#### [Rows]

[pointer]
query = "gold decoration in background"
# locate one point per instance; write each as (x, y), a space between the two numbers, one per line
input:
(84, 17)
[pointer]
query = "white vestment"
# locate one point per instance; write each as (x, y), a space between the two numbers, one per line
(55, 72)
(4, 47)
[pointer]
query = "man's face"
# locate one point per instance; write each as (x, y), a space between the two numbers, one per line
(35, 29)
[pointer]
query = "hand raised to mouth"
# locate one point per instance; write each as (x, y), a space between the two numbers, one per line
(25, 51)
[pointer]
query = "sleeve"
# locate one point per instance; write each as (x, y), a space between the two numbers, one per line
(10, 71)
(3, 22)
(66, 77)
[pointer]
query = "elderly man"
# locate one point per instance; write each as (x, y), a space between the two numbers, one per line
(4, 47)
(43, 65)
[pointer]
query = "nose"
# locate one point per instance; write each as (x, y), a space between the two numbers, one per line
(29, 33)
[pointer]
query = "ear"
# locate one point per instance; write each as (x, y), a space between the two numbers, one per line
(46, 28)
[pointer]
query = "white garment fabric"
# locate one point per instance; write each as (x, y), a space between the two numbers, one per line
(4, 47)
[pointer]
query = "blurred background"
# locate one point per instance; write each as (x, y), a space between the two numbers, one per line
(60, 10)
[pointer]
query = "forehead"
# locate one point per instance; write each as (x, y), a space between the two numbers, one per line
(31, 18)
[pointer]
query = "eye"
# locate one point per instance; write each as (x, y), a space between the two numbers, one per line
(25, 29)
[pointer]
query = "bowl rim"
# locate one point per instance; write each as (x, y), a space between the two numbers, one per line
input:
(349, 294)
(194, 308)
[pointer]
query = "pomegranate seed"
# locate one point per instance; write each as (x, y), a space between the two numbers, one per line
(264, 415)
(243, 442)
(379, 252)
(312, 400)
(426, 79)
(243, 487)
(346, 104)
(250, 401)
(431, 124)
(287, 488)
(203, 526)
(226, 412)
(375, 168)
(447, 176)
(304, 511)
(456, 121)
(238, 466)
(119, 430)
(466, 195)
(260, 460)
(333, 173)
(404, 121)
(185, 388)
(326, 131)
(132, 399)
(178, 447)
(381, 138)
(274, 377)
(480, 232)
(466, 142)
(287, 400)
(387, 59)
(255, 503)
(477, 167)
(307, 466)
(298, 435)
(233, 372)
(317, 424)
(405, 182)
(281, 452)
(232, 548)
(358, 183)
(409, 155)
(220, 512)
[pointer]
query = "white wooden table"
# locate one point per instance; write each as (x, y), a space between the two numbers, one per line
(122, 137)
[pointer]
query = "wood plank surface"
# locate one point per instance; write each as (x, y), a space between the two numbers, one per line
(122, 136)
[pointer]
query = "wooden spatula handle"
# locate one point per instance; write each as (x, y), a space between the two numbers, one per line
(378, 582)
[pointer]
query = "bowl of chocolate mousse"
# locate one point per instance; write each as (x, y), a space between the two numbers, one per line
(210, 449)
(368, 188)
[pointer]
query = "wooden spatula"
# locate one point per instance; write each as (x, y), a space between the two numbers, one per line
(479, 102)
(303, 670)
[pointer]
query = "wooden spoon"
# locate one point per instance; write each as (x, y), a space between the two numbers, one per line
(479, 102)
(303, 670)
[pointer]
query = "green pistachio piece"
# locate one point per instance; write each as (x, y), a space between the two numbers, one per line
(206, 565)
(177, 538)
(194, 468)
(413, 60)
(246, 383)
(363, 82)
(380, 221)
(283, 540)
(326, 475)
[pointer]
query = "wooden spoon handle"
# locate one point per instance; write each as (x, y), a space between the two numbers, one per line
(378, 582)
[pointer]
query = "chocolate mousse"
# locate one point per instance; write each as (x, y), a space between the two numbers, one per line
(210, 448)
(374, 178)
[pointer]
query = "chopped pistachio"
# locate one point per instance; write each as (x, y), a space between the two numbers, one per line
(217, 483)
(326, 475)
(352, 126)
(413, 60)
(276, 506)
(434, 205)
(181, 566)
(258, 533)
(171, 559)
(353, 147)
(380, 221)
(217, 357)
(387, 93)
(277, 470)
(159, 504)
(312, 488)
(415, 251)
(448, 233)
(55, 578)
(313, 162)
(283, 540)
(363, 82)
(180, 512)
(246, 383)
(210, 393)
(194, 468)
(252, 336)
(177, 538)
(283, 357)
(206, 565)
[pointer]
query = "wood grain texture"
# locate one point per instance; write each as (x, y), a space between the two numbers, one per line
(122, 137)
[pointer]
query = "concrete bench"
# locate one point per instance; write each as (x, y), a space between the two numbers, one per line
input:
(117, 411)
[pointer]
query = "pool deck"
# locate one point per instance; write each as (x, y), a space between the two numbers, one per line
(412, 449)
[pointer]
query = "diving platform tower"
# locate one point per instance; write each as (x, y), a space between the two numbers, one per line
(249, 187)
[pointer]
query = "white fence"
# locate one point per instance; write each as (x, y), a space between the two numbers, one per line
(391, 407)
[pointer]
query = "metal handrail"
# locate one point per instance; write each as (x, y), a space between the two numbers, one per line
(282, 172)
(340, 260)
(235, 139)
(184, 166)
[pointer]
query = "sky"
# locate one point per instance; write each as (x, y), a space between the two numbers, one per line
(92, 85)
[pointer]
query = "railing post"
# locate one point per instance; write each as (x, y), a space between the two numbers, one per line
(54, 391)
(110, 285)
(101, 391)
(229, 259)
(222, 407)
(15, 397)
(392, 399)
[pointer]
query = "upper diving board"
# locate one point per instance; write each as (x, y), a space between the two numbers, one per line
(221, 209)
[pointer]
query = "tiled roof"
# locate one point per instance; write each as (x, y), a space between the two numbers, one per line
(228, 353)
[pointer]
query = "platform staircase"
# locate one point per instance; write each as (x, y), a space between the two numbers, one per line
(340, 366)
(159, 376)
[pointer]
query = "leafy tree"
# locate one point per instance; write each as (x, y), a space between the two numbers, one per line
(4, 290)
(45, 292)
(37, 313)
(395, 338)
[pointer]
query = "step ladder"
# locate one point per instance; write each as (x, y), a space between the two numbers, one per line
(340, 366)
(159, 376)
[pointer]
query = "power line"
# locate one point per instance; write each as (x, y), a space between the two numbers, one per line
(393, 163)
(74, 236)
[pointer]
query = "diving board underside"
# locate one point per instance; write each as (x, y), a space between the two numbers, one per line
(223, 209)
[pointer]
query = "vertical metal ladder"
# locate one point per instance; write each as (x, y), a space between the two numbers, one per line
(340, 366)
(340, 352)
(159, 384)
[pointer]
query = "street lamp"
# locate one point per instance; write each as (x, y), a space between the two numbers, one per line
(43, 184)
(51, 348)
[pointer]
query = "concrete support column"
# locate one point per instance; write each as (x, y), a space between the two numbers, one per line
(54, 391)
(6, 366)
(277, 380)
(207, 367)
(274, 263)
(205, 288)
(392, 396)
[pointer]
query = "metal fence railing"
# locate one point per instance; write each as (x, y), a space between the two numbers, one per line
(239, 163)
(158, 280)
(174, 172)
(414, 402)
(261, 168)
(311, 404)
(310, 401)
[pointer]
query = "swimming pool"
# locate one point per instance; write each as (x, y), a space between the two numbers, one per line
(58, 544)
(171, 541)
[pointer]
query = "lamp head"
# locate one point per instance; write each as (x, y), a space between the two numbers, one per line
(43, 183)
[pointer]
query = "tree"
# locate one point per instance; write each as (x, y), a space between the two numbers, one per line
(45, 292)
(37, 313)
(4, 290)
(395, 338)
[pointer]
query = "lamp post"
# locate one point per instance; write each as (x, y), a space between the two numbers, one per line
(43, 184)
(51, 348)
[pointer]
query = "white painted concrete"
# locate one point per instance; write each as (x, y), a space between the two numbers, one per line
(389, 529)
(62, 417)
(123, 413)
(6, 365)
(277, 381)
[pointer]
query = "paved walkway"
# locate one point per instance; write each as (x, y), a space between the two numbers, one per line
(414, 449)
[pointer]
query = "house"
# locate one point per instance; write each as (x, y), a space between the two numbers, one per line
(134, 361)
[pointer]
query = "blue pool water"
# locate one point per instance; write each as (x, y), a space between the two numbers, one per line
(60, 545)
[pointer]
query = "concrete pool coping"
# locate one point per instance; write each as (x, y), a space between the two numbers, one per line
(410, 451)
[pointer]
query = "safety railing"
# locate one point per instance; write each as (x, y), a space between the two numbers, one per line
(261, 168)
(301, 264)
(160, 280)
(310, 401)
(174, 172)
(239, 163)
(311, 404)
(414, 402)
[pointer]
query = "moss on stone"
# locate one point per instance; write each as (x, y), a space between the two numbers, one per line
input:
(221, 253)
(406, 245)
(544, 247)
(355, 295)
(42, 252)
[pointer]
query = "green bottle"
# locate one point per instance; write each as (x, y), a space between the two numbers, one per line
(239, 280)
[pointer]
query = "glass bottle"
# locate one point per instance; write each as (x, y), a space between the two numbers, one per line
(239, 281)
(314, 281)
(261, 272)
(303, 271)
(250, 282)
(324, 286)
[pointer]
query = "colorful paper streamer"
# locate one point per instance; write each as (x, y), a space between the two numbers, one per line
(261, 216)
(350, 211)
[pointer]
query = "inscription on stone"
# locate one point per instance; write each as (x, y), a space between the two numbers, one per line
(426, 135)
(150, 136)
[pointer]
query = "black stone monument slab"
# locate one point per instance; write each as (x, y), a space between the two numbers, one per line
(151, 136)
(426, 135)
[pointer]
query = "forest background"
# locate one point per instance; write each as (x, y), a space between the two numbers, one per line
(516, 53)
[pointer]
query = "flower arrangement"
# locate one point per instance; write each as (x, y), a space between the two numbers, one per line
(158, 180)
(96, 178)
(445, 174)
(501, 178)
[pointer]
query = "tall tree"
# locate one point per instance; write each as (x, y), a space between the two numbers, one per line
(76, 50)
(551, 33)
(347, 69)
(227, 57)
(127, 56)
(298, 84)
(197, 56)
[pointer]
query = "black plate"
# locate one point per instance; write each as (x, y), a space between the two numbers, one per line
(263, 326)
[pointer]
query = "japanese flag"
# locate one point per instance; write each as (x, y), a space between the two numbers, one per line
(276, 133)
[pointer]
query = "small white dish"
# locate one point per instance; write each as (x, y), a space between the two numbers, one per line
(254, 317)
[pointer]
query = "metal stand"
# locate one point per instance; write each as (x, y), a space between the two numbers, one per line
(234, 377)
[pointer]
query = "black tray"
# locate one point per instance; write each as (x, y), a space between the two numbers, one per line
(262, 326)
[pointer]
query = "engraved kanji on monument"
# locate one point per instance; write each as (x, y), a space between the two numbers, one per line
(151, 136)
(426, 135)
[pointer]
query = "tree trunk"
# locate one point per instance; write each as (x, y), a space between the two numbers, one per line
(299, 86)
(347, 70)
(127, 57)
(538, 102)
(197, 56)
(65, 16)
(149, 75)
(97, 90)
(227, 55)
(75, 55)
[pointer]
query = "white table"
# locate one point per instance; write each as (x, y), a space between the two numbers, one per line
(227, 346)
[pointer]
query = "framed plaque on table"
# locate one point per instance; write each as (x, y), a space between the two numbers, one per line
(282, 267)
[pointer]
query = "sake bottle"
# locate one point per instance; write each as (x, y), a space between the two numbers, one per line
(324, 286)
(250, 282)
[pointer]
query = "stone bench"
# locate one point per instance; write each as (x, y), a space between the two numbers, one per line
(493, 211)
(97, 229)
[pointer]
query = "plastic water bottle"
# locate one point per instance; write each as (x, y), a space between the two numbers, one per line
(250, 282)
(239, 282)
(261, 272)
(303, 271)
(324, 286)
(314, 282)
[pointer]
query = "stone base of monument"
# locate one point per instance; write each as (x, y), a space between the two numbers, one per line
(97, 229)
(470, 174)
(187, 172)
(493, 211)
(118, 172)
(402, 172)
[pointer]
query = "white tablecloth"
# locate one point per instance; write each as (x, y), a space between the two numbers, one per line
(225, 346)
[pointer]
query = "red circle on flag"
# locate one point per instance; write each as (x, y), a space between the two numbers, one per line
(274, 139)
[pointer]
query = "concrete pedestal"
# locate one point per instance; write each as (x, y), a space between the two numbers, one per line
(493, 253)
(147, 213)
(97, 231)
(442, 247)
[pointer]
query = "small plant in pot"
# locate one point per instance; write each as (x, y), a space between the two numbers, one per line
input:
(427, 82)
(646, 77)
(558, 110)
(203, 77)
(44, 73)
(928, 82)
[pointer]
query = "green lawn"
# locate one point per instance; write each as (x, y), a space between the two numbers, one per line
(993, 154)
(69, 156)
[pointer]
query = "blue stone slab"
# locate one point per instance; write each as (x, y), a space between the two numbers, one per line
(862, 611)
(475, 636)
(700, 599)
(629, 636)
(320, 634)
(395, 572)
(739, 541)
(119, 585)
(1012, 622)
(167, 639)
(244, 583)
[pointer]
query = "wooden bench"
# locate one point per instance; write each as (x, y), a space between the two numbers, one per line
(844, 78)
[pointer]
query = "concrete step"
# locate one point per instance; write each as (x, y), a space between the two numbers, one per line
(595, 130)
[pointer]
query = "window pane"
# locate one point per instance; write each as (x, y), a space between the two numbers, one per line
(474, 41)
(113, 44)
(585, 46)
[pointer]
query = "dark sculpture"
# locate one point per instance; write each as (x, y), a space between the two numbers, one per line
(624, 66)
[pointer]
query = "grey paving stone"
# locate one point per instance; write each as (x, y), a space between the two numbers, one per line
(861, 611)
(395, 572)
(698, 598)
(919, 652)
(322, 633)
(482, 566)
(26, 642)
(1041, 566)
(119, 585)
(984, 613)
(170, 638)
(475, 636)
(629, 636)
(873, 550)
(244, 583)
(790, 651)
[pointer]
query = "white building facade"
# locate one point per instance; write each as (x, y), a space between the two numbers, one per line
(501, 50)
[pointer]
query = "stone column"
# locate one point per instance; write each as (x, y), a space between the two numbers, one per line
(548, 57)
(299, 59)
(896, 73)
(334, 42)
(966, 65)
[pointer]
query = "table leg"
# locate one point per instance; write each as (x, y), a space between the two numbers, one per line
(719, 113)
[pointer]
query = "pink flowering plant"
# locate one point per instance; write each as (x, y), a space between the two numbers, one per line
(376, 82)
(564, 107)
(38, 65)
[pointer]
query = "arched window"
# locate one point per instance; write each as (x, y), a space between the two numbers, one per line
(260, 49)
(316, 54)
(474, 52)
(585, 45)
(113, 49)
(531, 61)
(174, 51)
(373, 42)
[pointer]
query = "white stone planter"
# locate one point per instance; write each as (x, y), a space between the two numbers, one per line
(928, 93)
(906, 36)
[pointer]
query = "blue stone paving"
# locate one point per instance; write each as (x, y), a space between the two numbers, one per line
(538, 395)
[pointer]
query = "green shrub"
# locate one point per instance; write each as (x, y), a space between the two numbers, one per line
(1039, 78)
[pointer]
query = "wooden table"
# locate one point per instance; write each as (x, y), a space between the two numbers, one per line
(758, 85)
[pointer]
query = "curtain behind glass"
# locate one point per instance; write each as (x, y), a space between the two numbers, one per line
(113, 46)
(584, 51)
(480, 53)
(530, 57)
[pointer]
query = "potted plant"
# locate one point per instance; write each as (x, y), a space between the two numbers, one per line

#### [What you need to do]
Copy out every line above that contains the word "wooden".

#### [Result of the exercise]
query = "white wooden table"
query = "wooden spatula handle"
query = "wooden spatula"
query = "wooden spoon"
query = "wooden spoon handle"
query = "wooden bench"
query = "wooden table"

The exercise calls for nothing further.